Start of Article
Reaching a Tipping Point

Employers in California are increasingly coming under attack on just about all fronts; taxes, energy costs, and growing employment liability of mammoth proportions. On the page across (CTN Aug 2014), Pat Whalen, who is part of our legal counsel team drafted a memo to our employer members that I hope all of you take the time and read. There are so many seemingly bad court decisions (in both state and federal court) and new regulations coming out of Sacramento that will have a very challenging effect on our employer members that one has to wonder when the end will come for small businesses here.

For many trucking companies who have invested heavily in new very expensive and questionably reliable trucks (for construction at least), they are now being presented a host of labor challenges beginning with mandatory paid meals and breaks. Further under the state mandated “pay stub protection” regulations, employee record-keeping, access and expanded reporting costs and liabilities, it all virtually paints a target on every employers chest.
End of Article
Start of Provided information
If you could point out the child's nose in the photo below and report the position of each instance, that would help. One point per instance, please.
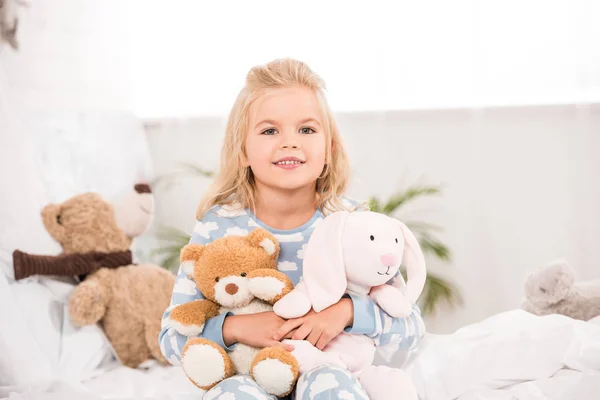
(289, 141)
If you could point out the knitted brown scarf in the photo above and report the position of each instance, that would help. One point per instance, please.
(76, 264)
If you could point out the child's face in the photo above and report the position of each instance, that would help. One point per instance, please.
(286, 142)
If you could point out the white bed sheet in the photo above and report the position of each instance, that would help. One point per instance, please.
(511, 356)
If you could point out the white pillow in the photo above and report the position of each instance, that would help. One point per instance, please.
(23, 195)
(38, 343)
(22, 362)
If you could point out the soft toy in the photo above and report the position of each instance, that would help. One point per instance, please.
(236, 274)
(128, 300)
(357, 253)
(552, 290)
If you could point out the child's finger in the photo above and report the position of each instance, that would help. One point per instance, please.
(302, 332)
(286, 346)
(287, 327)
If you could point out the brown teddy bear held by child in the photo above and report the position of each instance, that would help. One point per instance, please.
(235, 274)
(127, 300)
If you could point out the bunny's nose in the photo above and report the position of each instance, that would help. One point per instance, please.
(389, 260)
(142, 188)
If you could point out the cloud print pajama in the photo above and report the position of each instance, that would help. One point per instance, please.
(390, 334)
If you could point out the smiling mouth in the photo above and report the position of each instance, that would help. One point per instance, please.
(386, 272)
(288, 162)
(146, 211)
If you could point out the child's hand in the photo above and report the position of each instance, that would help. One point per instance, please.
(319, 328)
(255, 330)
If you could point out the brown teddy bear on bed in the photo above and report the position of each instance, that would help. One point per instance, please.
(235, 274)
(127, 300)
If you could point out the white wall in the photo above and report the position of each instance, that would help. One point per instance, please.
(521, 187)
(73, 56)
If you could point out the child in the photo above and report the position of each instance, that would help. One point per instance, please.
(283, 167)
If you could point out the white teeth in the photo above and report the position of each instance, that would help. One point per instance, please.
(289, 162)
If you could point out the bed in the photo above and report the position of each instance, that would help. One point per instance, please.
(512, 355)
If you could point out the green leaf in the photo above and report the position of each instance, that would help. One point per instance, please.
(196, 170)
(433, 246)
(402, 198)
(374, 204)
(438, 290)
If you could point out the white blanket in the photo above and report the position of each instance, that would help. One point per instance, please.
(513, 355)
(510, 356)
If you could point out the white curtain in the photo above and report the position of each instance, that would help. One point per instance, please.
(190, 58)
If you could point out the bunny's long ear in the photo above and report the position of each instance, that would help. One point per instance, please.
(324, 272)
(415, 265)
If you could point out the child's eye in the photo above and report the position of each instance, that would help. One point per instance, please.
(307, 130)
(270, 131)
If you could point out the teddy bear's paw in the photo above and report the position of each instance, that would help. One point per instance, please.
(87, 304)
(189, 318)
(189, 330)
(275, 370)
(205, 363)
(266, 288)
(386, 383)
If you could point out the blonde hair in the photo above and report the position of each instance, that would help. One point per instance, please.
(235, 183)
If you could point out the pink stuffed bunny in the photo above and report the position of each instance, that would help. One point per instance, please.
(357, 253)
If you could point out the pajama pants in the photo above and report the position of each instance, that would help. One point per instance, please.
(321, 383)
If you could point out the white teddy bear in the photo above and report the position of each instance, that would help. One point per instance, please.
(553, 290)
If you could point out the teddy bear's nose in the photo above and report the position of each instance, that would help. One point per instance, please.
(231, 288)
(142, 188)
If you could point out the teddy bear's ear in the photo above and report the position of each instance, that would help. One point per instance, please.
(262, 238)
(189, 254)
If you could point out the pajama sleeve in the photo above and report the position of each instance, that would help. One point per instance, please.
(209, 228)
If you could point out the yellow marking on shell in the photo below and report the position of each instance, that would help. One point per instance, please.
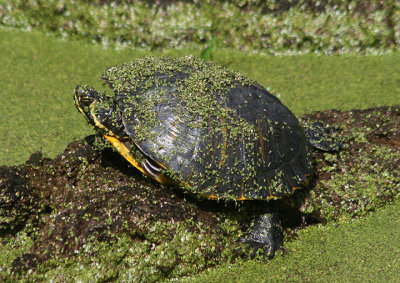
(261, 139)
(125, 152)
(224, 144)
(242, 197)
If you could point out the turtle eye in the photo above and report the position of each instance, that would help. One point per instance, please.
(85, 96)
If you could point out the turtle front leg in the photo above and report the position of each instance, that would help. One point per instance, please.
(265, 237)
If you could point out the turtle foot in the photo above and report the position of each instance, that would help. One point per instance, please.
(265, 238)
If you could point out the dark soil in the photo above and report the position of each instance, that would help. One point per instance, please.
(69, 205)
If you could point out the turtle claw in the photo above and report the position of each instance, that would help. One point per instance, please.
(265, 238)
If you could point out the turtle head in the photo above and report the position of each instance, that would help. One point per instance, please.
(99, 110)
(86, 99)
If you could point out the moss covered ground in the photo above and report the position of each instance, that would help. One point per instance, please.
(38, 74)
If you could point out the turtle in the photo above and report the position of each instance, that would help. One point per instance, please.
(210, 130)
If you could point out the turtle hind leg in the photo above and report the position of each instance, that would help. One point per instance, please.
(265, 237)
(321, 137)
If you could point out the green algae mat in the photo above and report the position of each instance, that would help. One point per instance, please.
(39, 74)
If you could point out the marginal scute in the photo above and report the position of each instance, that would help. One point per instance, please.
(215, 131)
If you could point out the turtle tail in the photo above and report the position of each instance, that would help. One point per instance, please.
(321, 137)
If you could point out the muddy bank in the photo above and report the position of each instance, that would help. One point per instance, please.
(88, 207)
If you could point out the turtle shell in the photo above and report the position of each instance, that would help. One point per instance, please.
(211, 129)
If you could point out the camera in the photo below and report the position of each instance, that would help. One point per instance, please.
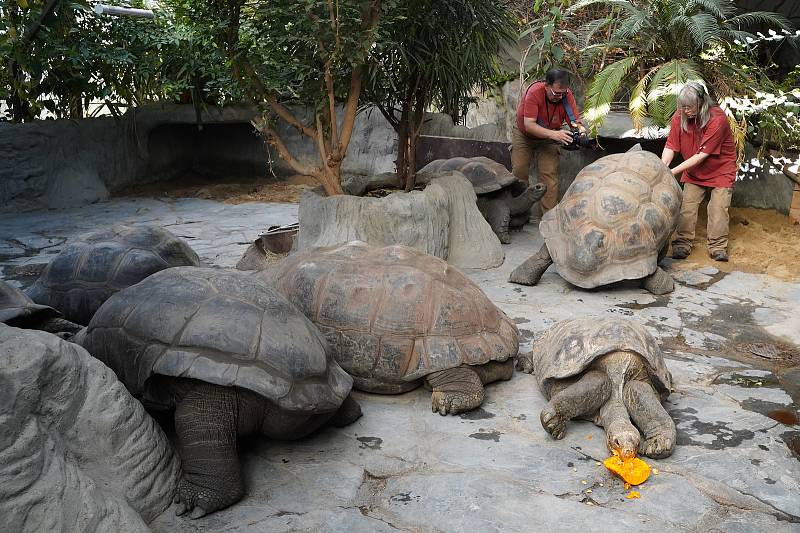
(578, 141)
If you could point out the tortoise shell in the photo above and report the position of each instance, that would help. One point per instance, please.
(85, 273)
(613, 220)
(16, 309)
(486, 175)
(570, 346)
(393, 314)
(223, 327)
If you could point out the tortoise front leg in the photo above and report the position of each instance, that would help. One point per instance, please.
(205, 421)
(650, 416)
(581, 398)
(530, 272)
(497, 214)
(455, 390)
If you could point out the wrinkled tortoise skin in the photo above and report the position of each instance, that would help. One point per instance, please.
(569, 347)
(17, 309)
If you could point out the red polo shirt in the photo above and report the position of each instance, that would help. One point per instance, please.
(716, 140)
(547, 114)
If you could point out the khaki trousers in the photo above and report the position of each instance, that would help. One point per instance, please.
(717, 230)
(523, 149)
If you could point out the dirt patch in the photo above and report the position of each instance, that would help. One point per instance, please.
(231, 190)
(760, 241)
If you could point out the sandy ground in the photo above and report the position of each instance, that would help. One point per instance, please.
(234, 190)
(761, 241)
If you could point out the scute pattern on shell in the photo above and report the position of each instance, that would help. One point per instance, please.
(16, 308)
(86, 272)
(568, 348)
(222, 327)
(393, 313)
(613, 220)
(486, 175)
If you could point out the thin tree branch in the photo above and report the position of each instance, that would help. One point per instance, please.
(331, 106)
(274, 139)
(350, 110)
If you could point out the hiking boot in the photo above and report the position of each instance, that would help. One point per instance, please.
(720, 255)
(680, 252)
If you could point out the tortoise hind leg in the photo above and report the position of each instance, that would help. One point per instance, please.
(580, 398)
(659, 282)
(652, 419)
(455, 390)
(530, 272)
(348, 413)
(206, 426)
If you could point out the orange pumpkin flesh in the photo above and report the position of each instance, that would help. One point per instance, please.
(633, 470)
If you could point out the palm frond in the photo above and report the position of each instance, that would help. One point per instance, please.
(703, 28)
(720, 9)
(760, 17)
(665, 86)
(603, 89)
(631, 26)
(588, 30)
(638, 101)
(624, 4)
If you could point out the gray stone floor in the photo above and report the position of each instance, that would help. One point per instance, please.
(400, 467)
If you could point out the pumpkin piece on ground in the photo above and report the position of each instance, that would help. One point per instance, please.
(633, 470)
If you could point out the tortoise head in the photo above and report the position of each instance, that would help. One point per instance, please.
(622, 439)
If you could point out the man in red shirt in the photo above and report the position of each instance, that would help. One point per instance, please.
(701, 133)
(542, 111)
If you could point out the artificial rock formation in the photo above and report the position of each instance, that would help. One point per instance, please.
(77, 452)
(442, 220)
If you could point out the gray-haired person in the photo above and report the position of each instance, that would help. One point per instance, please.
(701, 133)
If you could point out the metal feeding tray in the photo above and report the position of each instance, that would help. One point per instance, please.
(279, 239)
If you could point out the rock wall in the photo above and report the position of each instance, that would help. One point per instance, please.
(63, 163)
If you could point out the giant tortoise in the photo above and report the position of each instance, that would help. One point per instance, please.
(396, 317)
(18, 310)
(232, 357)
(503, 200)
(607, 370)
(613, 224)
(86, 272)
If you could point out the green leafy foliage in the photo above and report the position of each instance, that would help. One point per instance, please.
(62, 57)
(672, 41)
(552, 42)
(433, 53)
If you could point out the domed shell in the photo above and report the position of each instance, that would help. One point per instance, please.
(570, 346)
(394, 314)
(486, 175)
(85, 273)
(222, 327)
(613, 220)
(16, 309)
End of Provided information
Start of Provided information
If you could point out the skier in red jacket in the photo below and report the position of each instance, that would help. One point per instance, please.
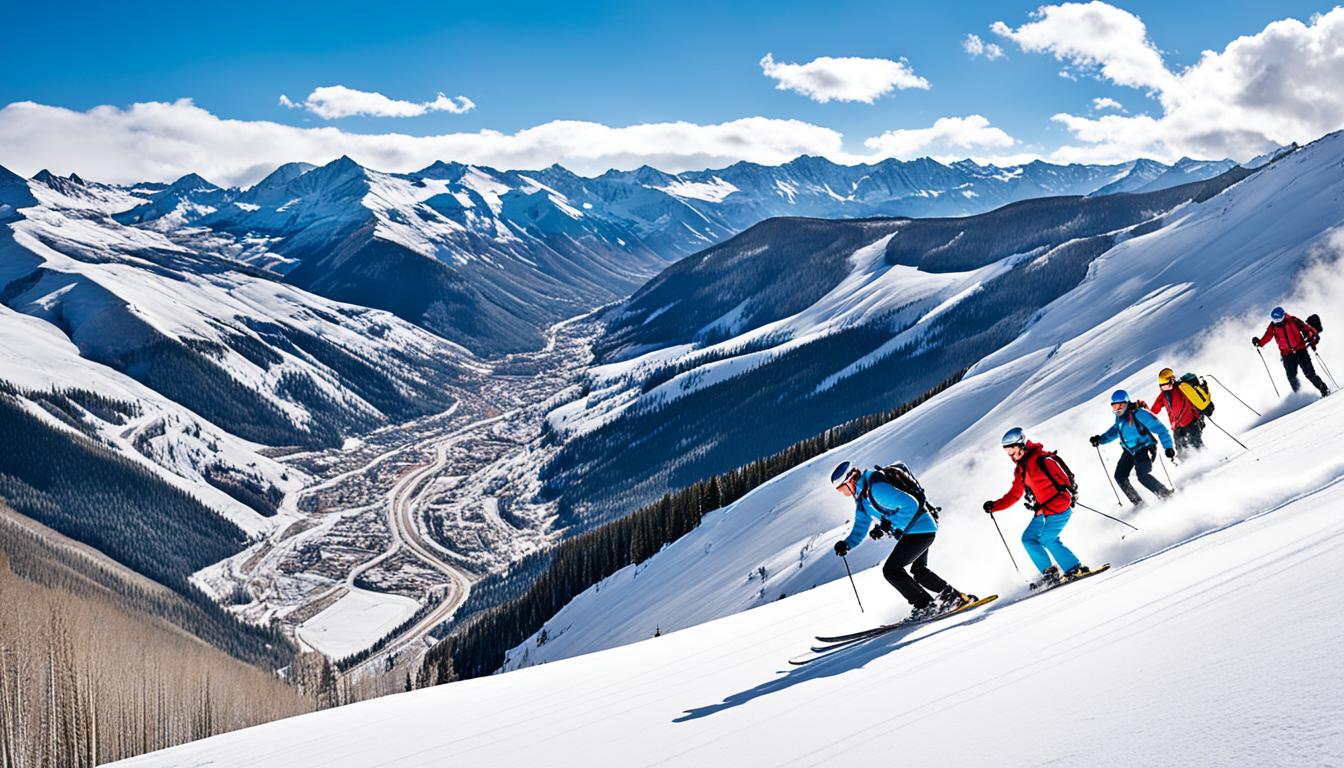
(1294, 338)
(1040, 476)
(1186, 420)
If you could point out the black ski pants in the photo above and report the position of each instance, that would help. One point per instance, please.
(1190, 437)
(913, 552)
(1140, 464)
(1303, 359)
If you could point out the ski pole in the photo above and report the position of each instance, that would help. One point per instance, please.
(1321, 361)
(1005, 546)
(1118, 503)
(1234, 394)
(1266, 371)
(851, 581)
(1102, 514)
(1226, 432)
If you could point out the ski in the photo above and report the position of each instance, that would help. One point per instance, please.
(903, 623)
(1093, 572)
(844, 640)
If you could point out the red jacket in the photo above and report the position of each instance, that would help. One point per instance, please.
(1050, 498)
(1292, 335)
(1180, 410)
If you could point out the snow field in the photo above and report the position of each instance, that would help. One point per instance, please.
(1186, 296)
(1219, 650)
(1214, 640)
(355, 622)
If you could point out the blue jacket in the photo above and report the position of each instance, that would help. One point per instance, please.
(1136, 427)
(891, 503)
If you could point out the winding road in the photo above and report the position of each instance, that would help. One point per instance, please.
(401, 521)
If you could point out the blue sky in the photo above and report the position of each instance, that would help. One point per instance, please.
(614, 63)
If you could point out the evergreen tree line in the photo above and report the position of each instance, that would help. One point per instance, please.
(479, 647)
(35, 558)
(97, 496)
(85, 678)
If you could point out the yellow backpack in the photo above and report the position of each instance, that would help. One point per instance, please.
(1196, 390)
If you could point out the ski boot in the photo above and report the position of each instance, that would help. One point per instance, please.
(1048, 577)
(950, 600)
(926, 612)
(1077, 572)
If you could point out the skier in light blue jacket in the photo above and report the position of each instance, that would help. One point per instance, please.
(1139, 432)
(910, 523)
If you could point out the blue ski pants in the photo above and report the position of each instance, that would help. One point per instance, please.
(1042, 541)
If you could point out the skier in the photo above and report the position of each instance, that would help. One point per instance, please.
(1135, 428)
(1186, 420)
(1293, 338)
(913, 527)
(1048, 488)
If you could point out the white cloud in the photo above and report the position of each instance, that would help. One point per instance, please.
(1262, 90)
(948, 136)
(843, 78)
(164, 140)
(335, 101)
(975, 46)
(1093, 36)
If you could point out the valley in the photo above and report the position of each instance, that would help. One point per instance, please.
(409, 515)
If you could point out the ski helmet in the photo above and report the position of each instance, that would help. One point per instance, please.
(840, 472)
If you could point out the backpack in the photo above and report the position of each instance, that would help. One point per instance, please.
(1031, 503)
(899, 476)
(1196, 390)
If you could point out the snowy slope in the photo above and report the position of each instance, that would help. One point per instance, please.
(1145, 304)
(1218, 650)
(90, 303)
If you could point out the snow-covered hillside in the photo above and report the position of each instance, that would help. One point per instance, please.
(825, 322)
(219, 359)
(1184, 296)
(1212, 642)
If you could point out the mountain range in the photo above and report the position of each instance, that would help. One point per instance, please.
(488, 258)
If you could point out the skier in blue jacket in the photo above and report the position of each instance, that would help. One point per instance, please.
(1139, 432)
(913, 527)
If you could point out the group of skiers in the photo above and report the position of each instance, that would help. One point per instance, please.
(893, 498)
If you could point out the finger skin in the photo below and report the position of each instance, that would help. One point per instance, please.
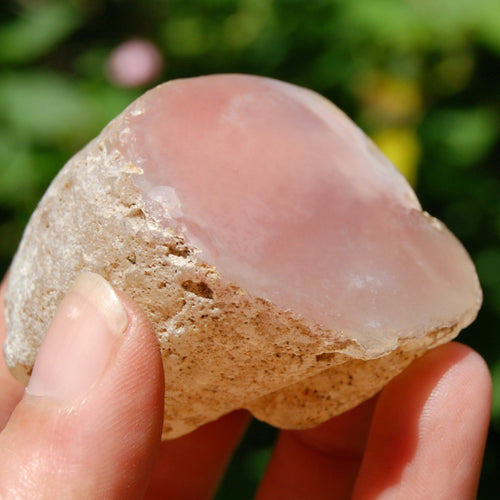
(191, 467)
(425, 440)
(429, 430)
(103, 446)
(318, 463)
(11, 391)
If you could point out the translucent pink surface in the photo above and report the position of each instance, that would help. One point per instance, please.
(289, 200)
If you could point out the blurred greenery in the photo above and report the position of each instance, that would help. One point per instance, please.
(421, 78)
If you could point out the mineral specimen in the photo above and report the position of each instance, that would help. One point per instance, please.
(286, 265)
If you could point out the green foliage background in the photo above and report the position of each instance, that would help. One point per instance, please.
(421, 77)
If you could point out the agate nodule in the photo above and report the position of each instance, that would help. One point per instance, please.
End of Provided information
[Tasks to carry out]:
• 1. In the article, who wrote the memo to employer members?
• 2. Update the article: write out everything from "Employers in California" down to "small businesses here.", changing "Sacramento" to "the state capital".

[Responses in order]:
• 1. Pat Whalen, a member of the legal counsel team.

• 2.
Employers in California are increasingly coming under attack on just about all fronts; taxes, energy costs, and growing employment liability of mammoth proportions. On the page across (CTN Aug 2014), Pat Whalen, who is part of our legal counsel team drafted a memo to our employer members that I hope all of you take the time and read. There are so many seemingly bad court decisions (in both state and federal court) and new regulations coming out of the state capital that will have a very challenging effect on our employer members that one has to wonder when the end will come for small businesses here.